# [What you will do]
Retype the article about Hense and the U.S. Tax Code word for word, from start to finish.

# [Reading passage]
|---|

In fact, Hense chuckles and shakes his head at himself for the same reason — namely, that the U.S. Tax Code personally and professionally offends him and he is violently and often hilariously outspoken about it.

But suddenly, Hense says, some Washington VIPs are beginning to hear and be shocked by some of the facts he has reported for years about how the tax code discriminates against small businesses.

Last Thursday, he spent an hour discussing the subject in a conference call with the majority staff director for the House Ways and Means Committee. Last month the committee's staff itself interviewed him in connection with the same issue.

"They told me that normally, the only people they talk to come to them with a check and a demand," Hense said. "Instead, they're getting ideas from us like they've never received before."

"Us," he said, is National Small Business United, the country's oldest small business lobby. Hense is its treasurer and chairs its tax committee.

Earlier this year NSBU commissioned a Washington law firm to analyze the U.S. Tax Code's disparities concerning small and large businesses. "Apparently nobody ever had taken this approach before, which is terminally weird," Hense said.

The document — called The Internal Revenue Code: Unequal Treatment Between Large and Small Firms — is available on the Web at www.nsbu.org

Hense said the report shows federal tax policy imposes upon small firms many costs that it allows corporations to avoid. Moreover, the report found that the code makes it almost impossible for small businesses to offer competitive fringe benefits either to employees or owners.

He said the code has other far-reaching implications that are starting to dawn upon a bipartisan cross-section of policy makers on Capitol Hill.

Hense told of delivering a copy to a congresswoman from Brooklyn, a member of the House Small Business Committee. "You should have seen her face when I told her that my professional advice to a welfare mother would be not to go into business for herself.

"I told her my advice would be: 'Lady, don't do it, because you'll lose Medicaid coverage for your kids. And as a small business owner, you won't be able to afford health insurance. The IRS taxes those premiums."

|---|

# [Records provided]
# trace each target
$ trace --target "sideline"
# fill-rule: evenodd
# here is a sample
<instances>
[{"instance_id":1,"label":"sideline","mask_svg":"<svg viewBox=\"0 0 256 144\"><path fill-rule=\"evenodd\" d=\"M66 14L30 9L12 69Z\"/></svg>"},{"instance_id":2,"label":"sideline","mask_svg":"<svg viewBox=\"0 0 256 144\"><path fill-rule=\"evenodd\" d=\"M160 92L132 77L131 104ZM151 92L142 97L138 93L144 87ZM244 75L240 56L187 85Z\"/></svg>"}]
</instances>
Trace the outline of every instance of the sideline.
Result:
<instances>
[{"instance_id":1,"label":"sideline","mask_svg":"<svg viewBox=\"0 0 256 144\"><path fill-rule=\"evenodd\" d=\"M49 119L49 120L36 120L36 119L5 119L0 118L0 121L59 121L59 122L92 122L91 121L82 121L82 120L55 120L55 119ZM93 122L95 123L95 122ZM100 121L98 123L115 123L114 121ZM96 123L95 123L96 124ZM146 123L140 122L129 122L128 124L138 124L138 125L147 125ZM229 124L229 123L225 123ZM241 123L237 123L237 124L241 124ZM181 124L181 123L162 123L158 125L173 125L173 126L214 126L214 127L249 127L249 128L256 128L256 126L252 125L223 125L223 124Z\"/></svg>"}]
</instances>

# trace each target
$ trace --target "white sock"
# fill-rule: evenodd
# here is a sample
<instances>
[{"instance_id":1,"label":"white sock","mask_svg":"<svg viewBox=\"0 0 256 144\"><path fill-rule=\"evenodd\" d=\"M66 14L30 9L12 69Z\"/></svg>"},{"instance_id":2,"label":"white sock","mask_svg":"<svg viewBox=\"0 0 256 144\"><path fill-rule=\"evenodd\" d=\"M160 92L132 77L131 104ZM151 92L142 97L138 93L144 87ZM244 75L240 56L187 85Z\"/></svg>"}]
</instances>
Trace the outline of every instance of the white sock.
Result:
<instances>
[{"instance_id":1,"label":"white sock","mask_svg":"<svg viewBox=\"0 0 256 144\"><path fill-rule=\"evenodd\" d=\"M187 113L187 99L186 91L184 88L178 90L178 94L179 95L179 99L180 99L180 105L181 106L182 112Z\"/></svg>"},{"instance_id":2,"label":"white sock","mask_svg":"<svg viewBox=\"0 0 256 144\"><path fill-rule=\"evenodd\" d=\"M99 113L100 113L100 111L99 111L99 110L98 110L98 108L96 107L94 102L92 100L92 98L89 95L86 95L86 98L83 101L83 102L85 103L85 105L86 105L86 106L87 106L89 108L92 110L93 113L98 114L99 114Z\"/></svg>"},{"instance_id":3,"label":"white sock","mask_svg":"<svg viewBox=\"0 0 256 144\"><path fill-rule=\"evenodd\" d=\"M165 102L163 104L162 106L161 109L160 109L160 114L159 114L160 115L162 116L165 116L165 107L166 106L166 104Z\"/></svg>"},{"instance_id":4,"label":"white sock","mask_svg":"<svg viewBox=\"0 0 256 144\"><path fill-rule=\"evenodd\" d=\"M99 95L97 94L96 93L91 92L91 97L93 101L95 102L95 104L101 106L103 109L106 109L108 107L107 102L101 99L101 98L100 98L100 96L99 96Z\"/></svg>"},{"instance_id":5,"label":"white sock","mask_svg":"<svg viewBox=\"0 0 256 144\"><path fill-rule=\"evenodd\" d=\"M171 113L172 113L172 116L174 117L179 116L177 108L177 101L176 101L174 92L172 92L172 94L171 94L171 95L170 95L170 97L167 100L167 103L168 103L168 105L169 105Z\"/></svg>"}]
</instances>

|---|

# [Answer below]
In fact, Hense chuckles and shakes his head at himself for the same reason — namely, that the U.S. Tax Code personally and professionally offends him and he is violently and often hilariously outspoken about it.

But suddenly, Hense says, some Washington VIPs are beginning to hear and be shocked by some of the facts he has reported for years about how the tax code discriminates against small businesses.

Last Thursday, he spent an hour discussing the subject in a conference call with the majority staff director for the House Ways and Means Committee. Last month the committee's staff itself interviewed him in connection with the same issue.

"They told me that normally, the only people they talk to come to them with a check and a demand," Hense said. "Instead, they're getting ideas from us like they've never received before."

"Us," he said, is National Small Business United, the country's oldest small business lobby. Hense is its treasurer and chairs its tax committee.

Earlier this year NSBU commissioned a Washington law firm to analyze the U.S. Tax Code's disparities concerning small and large businesses. "Apparently nobody ever had taken this approach before, which is terminally weird," Hense said.

The document — called The Internal Revenue Code: Unequal Treatment Between Large and Small Firms — is available on the Web at www.nsbu.org

Hense said the report shows federal tax policy imposes upon small firms many costs that it allows corporations to avoid. Moreover, the report found that the code makes it almost impossible for small businesses to offer competitive fringe benefits either to employees or owners.

He said the code has other far-reaching implications that are starting to dawn upon a bipartisan cross-section of policy makers on Capitol Hill.

Hense told of delivering a copy to a congresswoman from Brooklyn, a member of the House Small Business Committee. "You should have seen her face when I told her that my professional advice to a welfare mother would be not to go into business for herself.

"I told her my advice would be: 'Lady, don't do it, because you'll lose Medicaid coverage for your kids. And as a small business owner, you won't be able to afford health insurance. The IRS taxes those premiums."